* PASSAGE FOR REVIEW:

———

Between the years of 1980 and 1984, and especially in 1983, Rinderpest affected cattle in Nigeria very severely, affecting not only the health of cows, but the country’s economy, forcing many cattle farmers out of the trade. In this post I will discuss the 1983 epidemic.
Lesser breakouts of the disease caused the death and slaughter of over 10,000 cows before being put under control. (One theory is that infected herds from Cameroon were introduced as their owners tried to escape the inevitable slaughter of their herds.) During the dry season of 1983, coincidentally, after huge brush fires had diminished grazing area, cattle herders were forced to drive cattle to a limited amount of areas in search of water. Because of the fires, malnutrition was also a problem at this time, and when combined with the density of cows, led to a huge outbreak.

———

* DATA EXTRACTS:

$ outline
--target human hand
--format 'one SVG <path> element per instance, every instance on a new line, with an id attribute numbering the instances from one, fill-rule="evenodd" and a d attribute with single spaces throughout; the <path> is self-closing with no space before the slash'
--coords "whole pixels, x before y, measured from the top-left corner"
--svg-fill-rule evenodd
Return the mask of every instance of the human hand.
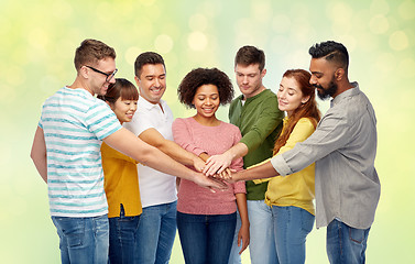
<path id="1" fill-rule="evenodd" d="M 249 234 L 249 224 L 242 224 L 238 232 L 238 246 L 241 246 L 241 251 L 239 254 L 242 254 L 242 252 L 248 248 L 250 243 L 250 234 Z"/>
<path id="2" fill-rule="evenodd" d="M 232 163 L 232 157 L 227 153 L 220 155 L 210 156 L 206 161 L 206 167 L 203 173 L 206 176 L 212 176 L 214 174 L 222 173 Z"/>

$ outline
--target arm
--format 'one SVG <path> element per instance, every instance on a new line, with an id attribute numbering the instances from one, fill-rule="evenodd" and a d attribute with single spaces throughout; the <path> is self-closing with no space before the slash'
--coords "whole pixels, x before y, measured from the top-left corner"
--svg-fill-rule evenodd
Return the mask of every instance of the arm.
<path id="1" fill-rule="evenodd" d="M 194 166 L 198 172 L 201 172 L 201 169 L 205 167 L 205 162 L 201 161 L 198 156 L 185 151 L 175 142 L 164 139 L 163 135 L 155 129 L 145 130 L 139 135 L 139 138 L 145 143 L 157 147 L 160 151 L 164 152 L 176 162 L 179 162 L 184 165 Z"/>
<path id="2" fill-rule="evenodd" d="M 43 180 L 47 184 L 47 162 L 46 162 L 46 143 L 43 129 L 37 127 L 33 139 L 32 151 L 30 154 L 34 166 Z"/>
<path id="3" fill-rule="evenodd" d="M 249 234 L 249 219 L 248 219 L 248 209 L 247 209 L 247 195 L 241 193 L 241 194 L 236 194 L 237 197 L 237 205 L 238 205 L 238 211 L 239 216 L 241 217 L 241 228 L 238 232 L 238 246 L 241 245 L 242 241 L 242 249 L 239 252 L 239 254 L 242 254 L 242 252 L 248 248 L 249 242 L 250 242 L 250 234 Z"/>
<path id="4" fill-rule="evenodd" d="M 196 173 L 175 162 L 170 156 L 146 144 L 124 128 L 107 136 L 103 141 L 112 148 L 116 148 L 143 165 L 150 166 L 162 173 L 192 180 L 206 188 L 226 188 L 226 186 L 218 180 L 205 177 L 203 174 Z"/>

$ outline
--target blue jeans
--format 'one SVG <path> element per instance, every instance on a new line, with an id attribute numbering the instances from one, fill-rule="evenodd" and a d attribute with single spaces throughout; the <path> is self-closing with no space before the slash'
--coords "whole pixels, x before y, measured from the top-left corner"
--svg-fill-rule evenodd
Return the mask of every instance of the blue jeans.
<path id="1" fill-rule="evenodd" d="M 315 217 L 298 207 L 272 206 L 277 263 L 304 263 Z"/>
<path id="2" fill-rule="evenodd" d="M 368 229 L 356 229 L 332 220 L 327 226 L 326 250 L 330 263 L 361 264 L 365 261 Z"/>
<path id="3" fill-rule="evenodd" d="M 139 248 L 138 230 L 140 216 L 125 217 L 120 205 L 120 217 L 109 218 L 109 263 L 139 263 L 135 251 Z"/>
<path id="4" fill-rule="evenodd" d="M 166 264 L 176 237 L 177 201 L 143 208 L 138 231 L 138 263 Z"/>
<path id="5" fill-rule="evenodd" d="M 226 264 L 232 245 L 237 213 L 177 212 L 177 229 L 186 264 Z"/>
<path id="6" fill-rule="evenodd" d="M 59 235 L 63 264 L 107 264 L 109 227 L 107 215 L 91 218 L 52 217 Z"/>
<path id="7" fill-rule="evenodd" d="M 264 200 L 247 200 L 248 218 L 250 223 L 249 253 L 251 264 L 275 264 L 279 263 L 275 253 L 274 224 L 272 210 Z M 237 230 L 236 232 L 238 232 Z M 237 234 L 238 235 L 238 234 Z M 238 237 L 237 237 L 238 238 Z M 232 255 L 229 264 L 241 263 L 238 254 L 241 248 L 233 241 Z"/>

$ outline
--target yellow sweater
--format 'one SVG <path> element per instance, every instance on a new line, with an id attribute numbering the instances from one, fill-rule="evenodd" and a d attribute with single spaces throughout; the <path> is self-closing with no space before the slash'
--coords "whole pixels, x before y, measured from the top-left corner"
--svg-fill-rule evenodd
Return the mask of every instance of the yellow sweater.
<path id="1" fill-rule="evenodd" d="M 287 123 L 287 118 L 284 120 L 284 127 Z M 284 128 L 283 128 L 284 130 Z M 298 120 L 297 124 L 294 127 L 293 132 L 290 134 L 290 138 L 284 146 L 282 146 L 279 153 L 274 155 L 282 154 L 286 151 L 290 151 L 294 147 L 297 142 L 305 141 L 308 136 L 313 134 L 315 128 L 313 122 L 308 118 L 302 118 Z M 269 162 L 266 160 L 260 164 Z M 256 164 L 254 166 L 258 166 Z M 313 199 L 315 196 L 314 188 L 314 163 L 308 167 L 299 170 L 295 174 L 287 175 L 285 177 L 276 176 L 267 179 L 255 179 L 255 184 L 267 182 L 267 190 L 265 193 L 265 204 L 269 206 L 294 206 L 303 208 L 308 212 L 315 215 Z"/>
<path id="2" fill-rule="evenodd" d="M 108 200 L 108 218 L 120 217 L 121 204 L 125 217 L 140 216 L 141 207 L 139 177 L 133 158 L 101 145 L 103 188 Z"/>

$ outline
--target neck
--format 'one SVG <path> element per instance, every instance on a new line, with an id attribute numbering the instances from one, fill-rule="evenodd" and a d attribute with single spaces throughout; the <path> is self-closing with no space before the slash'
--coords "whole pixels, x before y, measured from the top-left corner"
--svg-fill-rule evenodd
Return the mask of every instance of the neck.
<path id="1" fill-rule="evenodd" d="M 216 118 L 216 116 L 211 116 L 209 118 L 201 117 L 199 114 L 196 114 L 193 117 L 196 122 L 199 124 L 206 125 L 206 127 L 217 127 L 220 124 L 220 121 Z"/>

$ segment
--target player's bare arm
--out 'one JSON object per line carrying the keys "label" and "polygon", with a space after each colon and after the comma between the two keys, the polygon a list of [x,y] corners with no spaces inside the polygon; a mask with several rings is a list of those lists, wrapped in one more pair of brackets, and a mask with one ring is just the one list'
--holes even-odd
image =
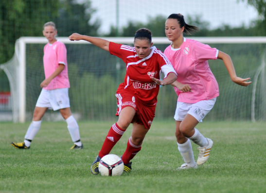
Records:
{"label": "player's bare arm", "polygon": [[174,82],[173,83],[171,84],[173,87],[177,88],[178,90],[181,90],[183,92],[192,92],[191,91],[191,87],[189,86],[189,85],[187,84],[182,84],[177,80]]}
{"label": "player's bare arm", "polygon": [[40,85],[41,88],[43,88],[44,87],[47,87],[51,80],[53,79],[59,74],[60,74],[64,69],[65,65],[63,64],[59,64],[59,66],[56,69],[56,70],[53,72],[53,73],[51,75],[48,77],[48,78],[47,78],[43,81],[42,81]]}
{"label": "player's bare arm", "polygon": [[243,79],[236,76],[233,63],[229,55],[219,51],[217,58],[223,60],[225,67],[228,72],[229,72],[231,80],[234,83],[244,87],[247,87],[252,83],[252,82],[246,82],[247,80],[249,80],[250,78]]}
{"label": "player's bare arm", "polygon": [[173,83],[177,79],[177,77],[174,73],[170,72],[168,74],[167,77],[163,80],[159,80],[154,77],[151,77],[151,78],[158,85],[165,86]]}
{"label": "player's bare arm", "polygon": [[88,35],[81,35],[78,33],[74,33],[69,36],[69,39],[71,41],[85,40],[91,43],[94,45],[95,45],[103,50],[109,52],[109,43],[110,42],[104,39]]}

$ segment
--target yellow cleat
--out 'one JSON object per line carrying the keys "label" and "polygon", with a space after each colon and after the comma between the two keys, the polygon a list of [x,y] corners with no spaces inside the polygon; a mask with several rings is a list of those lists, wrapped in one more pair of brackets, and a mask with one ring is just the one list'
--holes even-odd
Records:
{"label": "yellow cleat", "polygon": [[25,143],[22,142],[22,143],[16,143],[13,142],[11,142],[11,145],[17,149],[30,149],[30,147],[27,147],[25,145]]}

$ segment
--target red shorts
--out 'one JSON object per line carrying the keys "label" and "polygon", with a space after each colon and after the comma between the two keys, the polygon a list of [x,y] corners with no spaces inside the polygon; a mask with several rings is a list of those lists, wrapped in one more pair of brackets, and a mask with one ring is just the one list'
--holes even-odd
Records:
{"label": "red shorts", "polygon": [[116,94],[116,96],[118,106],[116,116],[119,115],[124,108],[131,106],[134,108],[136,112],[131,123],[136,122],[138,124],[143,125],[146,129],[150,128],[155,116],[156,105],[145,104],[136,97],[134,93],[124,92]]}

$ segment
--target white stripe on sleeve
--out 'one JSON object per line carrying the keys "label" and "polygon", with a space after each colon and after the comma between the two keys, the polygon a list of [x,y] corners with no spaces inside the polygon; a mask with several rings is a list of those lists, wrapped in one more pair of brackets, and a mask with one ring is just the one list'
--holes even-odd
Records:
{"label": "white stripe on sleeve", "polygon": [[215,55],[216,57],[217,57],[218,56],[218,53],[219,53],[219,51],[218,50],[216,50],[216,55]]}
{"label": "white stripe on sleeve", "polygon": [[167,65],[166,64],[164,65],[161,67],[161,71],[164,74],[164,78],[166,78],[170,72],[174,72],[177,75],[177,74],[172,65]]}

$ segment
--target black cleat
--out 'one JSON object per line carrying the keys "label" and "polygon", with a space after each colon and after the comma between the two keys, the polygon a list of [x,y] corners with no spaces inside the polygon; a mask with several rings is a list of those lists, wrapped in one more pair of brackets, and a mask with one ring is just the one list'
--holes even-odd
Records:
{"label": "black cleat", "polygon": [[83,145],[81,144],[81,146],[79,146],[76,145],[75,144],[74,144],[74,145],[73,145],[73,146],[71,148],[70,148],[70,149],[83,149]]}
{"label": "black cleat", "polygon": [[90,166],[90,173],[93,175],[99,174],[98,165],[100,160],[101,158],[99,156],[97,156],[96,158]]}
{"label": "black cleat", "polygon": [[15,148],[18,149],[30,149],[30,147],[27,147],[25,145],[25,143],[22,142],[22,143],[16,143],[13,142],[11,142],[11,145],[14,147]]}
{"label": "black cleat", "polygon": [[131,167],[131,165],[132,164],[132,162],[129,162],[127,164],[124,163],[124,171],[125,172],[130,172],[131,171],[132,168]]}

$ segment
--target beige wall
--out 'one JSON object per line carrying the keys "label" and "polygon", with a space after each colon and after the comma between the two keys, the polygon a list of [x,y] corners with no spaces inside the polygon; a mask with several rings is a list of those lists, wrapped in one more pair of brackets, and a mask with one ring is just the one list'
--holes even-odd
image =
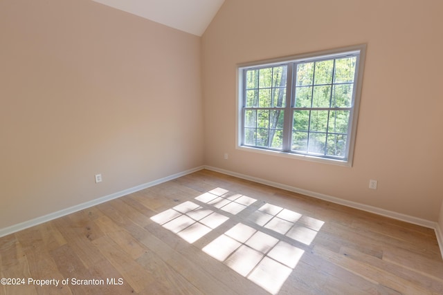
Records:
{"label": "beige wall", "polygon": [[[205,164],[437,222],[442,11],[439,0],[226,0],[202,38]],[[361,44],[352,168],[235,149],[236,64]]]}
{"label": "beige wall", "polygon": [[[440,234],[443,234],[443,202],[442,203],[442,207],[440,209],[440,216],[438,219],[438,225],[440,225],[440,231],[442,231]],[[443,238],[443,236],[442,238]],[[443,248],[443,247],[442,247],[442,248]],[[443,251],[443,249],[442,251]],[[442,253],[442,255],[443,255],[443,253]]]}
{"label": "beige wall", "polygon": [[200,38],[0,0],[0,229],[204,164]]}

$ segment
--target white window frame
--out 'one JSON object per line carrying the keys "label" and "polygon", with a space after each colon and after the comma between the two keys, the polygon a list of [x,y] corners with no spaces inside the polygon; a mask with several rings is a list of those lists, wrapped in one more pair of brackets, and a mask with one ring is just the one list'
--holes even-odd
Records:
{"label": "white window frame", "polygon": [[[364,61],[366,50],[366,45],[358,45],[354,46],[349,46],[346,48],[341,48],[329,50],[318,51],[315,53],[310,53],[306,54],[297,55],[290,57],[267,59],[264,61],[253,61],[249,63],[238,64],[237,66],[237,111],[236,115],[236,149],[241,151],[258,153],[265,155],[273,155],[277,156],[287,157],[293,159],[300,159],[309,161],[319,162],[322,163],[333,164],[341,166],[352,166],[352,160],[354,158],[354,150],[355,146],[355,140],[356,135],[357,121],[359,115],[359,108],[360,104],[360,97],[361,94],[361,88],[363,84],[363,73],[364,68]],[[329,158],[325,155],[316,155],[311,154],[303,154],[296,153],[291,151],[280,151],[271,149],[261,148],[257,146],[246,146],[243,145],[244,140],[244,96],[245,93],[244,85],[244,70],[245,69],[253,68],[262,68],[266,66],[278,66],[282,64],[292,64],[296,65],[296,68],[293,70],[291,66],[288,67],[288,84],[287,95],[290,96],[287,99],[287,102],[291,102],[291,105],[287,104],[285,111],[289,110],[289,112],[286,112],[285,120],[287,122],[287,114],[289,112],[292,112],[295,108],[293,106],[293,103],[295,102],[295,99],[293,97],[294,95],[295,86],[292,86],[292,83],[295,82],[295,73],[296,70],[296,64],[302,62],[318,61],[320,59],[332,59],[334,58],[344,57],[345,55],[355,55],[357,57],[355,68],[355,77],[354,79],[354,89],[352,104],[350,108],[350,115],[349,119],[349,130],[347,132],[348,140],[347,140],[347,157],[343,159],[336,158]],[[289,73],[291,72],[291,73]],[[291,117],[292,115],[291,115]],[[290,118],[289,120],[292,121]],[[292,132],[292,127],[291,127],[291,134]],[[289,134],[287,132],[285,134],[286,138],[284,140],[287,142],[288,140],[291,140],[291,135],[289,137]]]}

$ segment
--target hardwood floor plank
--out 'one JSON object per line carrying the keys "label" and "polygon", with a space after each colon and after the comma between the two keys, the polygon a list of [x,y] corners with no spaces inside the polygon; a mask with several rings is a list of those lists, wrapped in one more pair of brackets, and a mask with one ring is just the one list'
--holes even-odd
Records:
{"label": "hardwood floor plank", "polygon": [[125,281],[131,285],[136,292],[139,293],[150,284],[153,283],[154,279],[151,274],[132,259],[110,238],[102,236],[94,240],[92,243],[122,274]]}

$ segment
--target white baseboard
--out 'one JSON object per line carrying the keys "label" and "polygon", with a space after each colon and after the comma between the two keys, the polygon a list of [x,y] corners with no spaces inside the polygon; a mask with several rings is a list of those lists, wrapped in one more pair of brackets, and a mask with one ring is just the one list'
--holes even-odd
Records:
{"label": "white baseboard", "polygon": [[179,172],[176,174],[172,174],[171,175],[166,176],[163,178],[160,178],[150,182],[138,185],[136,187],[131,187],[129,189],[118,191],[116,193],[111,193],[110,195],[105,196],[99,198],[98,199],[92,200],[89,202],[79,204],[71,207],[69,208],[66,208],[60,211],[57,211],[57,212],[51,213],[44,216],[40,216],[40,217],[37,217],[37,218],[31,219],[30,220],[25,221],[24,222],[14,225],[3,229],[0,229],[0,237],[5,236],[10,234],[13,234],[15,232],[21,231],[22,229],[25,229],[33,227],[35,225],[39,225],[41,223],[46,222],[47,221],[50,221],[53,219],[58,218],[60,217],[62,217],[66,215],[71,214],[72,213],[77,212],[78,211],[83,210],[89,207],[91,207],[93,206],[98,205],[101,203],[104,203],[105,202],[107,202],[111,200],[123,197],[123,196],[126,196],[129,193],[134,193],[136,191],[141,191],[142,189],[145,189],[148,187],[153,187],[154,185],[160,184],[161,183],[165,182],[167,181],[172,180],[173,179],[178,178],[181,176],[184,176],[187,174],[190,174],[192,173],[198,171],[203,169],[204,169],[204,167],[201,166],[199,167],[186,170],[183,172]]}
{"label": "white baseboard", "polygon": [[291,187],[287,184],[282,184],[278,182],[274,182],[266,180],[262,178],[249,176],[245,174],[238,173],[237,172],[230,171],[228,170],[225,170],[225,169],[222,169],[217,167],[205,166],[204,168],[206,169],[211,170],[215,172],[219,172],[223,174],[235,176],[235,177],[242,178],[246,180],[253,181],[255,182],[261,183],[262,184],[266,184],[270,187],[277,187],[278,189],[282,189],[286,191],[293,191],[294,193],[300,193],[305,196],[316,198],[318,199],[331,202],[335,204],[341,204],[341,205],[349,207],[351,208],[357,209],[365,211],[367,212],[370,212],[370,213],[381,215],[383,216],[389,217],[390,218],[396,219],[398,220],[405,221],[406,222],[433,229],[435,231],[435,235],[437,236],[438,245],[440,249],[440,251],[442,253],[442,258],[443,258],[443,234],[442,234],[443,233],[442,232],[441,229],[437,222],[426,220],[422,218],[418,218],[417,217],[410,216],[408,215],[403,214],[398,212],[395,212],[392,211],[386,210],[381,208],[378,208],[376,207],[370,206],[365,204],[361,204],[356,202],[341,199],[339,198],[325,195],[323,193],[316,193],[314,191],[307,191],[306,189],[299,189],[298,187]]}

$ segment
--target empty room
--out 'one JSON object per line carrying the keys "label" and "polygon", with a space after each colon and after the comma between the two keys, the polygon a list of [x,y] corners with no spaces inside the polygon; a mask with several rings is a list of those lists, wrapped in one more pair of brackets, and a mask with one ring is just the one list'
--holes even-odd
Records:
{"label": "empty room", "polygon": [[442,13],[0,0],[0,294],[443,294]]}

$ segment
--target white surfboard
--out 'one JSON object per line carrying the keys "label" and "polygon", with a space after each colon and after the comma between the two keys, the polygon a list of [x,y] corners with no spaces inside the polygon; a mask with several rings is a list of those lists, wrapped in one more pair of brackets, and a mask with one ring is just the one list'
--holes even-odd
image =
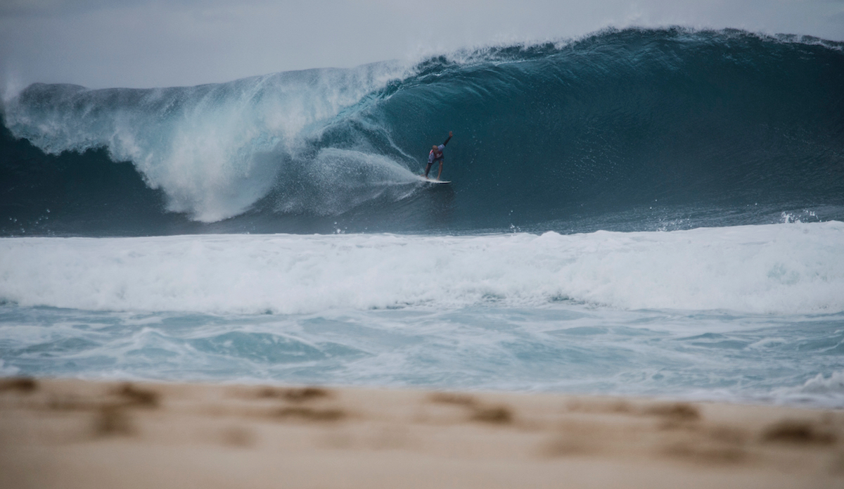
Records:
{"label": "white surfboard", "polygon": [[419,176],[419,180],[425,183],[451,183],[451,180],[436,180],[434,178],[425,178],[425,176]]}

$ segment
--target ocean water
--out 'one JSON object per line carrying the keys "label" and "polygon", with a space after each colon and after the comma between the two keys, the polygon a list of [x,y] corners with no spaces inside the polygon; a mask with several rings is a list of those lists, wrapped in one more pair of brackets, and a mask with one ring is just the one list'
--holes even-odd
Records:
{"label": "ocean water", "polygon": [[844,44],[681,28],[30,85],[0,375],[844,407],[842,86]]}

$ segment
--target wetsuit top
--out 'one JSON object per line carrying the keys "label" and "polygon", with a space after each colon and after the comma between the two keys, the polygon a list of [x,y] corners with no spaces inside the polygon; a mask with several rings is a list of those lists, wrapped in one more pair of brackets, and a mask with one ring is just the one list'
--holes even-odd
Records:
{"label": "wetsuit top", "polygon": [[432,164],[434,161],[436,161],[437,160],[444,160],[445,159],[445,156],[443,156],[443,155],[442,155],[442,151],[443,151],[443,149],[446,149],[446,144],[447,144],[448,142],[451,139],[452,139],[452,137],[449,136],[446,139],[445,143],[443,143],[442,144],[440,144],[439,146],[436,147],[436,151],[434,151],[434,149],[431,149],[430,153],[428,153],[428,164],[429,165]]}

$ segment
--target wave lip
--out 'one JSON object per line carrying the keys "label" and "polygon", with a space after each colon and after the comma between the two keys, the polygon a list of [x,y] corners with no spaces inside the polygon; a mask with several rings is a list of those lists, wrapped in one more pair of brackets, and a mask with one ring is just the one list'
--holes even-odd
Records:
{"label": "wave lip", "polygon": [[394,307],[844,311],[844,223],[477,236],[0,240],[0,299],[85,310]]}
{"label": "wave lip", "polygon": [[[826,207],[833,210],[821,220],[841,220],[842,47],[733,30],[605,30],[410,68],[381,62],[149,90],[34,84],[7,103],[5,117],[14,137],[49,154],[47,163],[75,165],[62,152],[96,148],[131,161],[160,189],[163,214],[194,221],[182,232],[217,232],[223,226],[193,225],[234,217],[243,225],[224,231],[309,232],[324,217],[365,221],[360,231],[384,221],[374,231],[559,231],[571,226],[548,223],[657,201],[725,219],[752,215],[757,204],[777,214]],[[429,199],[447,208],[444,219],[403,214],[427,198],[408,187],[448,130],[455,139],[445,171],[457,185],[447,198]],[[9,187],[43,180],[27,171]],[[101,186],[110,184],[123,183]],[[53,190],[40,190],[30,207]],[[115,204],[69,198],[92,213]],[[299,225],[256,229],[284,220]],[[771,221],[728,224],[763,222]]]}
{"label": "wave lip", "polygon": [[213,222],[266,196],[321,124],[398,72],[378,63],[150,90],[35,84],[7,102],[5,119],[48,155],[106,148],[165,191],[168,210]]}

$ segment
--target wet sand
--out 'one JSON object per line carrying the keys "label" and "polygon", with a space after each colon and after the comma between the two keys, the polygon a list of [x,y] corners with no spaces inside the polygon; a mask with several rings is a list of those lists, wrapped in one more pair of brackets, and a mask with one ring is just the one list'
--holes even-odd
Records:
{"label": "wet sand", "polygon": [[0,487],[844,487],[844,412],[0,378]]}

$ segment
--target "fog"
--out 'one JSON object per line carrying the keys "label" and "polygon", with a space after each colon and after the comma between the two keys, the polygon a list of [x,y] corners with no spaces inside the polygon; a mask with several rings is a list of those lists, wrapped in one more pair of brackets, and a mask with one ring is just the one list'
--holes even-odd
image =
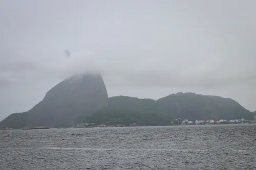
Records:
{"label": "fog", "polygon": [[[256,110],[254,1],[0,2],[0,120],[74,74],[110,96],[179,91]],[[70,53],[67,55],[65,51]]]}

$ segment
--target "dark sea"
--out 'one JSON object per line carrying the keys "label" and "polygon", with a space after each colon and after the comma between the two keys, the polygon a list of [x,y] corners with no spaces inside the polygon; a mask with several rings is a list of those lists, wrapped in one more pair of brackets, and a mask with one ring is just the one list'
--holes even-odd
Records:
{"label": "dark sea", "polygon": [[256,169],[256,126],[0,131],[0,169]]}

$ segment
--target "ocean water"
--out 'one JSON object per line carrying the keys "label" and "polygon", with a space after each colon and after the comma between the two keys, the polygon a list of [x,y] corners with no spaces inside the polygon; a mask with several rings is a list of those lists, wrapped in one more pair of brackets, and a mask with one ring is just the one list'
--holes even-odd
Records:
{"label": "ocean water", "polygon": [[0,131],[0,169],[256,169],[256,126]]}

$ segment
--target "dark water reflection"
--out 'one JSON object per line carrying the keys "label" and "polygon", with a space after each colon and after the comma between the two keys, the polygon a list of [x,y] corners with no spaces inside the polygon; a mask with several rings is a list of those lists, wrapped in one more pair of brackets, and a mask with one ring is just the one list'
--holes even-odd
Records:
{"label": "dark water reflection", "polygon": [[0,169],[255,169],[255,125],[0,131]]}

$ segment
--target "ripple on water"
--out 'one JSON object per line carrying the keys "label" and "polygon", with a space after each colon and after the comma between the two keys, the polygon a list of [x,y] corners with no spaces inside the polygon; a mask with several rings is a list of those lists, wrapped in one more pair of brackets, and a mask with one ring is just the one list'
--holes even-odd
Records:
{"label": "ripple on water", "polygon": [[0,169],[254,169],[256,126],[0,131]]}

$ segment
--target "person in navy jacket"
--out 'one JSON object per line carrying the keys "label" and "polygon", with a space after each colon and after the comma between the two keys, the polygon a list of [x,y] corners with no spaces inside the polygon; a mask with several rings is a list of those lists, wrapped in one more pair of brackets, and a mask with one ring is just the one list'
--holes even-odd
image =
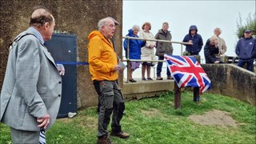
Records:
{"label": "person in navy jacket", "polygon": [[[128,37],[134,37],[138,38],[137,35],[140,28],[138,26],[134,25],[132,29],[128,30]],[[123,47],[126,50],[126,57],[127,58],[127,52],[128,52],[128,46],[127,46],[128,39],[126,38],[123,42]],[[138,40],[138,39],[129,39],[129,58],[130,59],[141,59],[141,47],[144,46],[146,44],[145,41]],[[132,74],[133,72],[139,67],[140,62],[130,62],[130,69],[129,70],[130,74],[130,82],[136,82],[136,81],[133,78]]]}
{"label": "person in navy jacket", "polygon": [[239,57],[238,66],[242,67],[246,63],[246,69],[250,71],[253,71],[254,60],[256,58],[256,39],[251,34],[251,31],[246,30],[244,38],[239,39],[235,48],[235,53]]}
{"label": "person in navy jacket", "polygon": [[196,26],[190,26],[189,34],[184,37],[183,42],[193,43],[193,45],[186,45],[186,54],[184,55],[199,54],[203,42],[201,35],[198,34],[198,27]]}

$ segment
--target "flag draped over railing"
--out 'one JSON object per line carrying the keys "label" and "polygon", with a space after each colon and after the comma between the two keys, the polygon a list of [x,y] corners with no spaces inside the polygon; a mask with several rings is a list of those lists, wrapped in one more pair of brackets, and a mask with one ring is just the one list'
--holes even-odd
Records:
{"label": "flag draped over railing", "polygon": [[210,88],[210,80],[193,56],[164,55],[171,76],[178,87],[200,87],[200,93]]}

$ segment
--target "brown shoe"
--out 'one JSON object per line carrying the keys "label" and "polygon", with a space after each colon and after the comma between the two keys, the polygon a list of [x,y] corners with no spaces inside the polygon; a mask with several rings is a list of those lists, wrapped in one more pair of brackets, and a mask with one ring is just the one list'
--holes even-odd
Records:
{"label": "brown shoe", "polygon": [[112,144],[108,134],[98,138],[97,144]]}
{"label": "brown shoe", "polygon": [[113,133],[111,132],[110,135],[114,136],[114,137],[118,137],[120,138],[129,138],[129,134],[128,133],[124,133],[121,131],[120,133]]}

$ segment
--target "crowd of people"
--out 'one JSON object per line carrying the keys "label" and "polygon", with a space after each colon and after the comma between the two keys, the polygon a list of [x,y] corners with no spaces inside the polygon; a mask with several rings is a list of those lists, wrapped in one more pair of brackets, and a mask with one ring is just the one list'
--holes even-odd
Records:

———

* TO DO:
1. According to the Rinderpest post, what caused the huge 1983 outbreak? Explain in one to three sentences.
2. Can you carry the Rinderpest post forward from its last sentence?

* RESPONSES IN ORDER:
1. During the 1983 dry season, huge brush fires diminished the grazing area, so herders had to drive their cattle to a limited number of areas in search of water. The fires also caused malnutrition, and malnutrition combined with the density of cows led to a huge outbreak.

2.
In 1982, a combined 826 cows died in Nigeria as a direct result of Rinderpest, and from slaughters aimed towards preventing its spread. In 1983, this figure skyrocketed as a result of combined factors. How high? In 1983, this number surpassed 418,000. Vaccine use was implemented, (nearly 9 million cows were vaccinated) but not in time to prevent the ENOURMOUS cost to the country of Nigeria.
When all areas of profit loss, preventative, slaughter and other costs were combined, this epidemic took a huge toll on the country. About 304 million dollars in cattle were lost, 140 million dollars lost as a result of active cattle infections, 100 million lost in disease surveillance, 90 million lost in working hours, 303 million lost in cattle replacement costs, and an astounding 577 million in losses due to reduced value of Nigerian cattle, the need for important milk and meat, and other national costs. Overall, the estimated monetary loss for Nigeria totaled 1.5 billion dollars.